==== Records for this exercise
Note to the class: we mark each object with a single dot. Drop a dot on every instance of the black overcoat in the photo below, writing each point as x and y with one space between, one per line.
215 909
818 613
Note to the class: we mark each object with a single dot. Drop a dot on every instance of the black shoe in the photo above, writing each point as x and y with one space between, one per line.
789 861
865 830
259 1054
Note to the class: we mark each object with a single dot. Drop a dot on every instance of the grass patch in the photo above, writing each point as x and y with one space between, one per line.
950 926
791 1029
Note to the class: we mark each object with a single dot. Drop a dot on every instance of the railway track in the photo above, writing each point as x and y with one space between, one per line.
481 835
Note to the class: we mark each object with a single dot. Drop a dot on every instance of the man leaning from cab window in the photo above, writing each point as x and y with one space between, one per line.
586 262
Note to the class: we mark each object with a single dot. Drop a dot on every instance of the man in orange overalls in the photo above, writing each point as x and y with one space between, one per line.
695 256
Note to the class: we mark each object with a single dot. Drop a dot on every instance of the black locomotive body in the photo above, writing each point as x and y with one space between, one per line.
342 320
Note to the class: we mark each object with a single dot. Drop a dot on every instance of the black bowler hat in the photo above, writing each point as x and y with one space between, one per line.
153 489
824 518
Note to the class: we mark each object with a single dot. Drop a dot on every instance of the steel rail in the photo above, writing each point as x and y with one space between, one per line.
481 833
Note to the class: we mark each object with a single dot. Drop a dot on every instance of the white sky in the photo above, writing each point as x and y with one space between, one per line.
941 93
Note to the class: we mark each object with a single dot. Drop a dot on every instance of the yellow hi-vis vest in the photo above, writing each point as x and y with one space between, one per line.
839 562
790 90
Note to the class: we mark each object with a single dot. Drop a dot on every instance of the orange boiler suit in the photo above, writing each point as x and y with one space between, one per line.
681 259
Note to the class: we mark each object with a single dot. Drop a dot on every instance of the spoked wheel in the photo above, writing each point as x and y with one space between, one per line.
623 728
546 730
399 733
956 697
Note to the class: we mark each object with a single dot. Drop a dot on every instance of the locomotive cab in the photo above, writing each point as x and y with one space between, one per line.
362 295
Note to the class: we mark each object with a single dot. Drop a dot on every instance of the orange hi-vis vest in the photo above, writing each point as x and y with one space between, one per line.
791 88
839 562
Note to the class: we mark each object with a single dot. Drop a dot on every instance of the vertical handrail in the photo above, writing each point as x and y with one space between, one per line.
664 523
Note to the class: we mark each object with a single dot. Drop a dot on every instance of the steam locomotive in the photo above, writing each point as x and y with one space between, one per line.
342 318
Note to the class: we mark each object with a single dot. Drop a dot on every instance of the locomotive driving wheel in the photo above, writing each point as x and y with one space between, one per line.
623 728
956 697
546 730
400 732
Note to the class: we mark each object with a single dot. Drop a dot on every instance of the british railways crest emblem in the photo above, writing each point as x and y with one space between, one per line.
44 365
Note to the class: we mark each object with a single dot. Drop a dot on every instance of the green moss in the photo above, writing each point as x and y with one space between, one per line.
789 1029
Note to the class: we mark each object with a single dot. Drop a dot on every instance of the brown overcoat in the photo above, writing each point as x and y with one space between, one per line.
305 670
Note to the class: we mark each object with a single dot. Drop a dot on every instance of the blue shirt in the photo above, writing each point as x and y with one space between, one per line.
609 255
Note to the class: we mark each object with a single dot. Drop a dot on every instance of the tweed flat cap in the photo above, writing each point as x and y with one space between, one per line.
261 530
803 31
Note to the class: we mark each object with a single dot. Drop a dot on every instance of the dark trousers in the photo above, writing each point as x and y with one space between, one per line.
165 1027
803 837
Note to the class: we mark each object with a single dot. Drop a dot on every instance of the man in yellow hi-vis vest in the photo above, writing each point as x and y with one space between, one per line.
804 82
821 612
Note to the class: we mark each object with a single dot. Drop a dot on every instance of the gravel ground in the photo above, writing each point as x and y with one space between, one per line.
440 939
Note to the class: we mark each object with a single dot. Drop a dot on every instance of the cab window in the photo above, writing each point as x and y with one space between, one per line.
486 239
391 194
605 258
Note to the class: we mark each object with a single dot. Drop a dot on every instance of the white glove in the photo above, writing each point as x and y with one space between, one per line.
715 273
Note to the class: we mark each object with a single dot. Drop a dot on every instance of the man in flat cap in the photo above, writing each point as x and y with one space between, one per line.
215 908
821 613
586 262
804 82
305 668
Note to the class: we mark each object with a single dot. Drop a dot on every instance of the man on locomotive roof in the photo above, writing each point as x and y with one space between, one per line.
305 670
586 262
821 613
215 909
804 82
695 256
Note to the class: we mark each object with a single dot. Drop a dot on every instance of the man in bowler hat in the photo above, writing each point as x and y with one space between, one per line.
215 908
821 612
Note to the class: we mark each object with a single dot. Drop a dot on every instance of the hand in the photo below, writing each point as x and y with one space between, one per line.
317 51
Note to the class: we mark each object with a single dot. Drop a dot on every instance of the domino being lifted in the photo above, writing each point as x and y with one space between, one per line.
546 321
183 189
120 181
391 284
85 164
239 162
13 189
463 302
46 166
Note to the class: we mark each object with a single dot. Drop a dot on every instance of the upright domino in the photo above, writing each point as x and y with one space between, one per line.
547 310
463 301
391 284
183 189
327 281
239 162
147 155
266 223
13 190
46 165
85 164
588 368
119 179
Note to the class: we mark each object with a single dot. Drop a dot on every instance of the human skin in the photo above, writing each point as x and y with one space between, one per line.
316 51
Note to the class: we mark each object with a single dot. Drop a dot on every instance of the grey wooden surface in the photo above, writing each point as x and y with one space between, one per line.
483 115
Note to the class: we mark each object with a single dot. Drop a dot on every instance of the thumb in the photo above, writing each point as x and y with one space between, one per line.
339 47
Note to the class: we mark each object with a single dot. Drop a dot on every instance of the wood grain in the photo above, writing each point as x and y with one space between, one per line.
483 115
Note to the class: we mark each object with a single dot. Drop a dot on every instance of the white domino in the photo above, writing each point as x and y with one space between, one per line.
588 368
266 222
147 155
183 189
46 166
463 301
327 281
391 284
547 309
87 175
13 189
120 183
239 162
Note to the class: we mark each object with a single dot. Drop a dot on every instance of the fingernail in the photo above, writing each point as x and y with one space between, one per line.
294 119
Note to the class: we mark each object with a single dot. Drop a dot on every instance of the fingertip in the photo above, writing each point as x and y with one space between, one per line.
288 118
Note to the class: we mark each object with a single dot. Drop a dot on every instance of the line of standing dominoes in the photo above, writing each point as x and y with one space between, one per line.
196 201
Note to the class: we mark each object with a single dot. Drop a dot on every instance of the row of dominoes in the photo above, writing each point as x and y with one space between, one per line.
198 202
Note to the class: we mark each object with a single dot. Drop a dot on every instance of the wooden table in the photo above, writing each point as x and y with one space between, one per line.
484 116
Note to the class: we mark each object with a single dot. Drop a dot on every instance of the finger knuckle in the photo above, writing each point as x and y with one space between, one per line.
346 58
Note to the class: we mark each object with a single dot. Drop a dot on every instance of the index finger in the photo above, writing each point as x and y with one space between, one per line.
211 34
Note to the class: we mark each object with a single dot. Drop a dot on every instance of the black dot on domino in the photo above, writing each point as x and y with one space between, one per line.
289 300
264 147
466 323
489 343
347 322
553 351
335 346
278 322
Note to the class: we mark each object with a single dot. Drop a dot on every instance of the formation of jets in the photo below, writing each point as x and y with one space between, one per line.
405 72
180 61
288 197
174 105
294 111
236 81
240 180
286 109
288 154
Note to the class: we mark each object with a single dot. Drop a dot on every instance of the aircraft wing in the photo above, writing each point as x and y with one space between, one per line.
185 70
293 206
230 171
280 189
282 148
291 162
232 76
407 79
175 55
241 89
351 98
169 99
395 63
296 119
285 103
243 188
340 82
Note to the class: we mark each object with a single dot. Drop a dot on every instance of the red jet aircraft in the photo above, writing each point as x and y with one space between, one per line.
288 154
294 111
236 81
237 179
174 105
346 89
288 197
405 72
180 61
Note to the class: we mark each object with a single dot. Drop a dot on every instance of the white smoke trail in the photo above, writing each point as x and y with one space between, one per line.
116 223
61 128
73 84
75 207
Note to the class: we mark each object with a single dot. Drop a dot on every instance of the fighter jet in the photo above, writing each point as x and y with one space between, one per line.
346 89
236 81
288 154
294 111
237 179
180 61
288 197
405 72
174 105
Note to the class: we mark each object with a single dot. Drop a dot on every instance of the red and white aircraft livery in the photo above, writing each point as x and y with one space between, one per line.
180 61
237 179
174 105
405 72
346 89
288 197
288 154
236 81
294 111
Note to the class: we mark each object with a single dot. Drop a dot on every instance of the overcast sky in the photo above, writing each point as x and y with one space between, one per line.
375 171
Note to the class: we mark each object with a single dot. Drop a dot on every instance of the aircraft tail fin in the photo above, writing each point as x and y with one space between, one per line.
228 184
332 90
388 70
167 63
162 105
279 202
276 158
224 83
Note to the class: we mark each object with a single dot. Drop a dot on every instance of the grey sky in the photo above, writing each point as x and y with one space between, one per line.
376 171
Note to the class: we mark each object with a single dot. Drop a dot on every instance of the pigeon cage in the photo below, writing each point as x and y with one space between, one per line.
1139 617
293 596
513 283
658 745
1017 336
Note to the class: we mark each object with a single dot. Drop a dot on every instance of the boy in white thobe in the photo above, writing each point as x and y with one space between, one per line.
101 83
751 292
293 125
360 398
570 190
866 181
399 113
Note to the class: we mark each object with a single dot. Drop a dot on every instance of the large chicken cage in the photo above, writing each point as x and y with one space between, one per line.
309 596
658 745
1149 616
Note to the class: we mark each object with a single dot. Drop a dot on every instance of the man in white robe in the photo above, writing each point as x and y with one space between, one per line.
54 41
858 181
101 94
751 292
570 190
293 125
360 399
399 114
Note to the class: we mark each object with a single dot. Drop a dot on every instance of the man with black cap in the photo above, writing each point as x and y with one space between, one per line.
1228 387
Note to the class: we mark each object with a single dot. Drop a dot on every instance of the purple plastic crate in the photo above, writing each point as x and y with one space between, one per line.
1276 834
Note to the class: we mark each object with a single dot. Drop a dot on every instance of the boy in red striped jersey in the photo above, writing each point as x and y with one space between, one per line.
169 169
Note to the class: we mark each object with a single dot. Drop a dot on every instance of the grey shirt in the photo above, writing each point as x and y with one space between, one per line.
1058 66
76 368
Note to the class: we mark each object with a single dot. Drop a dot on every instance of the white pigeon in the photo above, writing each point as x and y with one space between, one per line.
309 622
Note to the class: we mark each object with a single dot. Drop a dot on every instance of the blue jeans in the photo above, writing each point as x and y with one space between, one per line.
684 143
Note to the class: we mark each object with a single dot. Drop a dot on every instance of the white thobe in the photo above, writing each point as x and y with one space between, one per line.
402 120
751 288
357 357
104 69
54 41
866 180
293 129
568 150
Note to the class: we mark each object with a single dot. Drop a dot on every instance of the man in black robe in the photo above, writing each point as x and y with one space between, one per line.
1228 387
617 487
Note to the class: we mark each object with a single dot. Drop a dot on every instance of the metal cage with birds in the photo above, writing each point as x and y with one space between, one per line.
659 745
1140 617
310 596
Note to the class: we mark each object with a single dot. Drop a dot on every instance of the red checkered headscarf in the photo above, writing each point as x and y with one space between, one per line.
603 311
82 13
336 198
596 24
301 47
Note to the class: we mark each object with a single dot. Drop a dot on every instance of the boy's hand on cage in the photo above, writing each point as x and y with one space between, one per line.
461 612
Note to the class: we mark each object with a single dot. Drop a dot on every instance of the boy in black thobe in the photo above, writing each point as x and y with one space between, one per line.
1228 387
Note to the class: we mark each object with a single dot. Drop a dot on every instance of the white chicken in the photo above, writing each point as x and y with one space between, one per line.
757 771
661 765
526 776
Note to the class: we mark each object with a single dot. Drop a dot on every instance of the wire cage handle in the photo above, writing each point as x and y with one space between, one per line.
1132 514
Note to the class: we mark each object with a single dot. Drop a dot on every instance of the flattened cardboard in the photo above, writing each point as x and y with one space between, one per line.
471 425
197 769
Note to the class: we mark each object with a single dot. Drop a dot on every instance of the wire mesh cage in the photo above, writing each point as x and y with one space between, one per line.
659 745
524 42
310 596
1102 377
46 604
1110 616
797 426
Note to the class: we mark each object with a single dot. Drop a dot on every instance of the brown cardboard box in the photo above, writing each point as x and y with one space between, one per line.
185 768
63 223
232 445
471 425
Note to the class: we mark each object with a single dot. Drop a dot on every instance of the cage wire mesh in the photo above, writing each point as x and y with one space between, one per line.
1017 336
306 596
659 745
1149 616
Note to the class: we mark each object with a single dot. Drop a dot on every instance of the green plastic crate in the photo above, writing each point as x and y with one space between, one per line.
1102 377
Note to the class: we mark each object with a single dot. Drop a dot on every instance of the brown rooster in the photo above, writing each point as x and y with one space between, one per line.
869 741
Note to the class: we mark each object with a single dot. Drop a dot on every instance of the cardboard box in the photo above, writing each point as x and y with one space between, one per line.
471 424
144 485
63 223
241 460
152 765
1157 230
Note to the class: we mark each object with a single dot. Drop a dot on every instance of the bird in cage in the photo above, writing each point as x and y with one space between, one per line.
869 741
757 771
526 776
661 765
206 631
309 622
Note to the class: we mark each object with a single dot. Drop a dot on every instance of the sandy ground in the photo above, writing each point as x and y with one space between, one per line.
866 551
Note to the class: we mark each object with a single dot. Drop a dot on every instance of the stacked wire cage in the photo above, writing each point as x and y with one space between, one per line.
========
### Aim of the exercise
Please provide an exact transcription of each line from the one holding "the brown rooster" through the final line of the data above.

### Reply
Note to the class: we mark each object with a single dot. Drop a dot on every instance of the brown rooster in the photo above, writing each point as x and y with one space between, one per line.
869 741
Note to the class: we mark each object with a single dot. Drop a dot on every instance of the cardboard box in the photo above, writing each point as x and y with one space between, one per line.
471 424
144 485
63 223
241 460
152 765
1157 230
Note to the class: we mark each object with a single dot. Drop a dot on every instance of the bird in cage in the photo above, writing each point as x and y with one space between, one per line.
869 741
757 771
526 776
661 765
206 631
309 622
Note to the class: we mark each object with a single dot. Drop a dot on every instance of the sandy ground in the photo above, writing each point as x and y with one space between, one per line.
866 551
Note to the class: we mark each object with a single dot. Drop a dot on every instance of the stacked wire cage in the photo above, writing each point as x and y with one space between, one per line.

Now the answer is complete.